### DATA SHOWN

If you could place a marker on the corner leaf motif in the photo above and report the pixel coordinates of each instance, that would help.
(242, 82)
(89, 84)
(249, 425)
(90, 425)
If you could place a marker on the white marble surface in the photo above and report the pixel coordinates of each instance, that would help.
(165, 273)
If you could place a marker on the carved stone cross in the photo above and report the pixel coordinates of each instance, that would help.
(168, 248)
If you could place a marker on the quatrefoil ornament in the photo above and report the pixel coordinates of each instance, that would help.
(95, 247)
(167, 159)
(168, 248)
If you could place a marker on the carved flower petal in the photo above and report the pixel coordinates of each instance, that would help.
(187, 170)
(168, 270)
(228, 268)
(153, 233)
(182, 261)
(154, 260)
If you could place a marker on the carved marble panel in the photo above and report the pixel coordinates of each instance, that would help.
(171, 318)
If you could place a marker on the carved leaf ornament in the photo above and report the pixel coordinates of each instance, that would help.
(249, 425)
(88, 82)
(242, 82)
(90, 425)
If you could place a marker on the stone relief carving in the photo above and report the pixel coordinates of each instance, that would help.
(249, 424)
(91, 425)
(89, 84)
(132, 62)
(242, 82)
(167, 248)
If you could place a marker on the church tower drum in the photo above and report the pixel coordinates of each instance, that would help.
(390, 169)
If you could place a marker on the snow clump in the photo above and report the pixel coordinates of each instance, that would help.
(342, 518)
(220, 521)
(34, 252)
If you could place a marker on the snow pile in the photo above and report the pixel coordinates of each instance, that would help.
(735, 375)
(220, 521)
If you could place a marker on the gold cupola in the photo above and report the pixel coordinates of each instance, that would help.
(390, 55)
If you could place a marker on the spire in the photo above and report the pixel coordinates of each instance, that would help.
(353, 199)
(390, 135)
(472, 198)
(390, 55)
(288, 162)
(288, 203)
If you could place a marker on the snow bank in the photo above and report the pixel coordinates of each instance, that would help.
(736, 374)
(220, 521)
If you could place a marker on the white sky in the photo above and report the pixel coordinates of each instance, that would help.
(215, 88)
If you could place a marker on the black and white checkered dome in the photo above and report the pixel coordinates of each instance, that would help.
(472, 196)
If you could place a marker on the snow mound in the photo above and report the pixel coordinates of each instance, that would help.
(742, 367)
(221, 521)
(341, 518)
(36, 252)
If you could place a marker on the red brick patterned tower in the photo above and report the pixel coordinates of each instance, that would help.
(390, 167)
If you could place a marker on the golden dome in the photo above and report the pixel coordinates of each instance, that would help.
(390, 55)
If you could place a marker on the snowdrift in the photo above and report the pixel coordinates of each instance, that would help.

### THE TASK
Taking the line containing "If you could place a marker on the red" as the first, please return it and every line after it through the end of the entries, exactly and only those.

### TASK SOLUTION
If you could place a marker on the red brick patterned tower in the photo above and report the pixel coordinates of each instance, that would help.
(390, 167)
If you could place a marker on the golden dome in the photo above and report the pixel coordinates of each instance, that would help.
(390, 55)
If you could place a marker on the snowdrift in the photo above and report the pixel coordinates of each instance, that would help.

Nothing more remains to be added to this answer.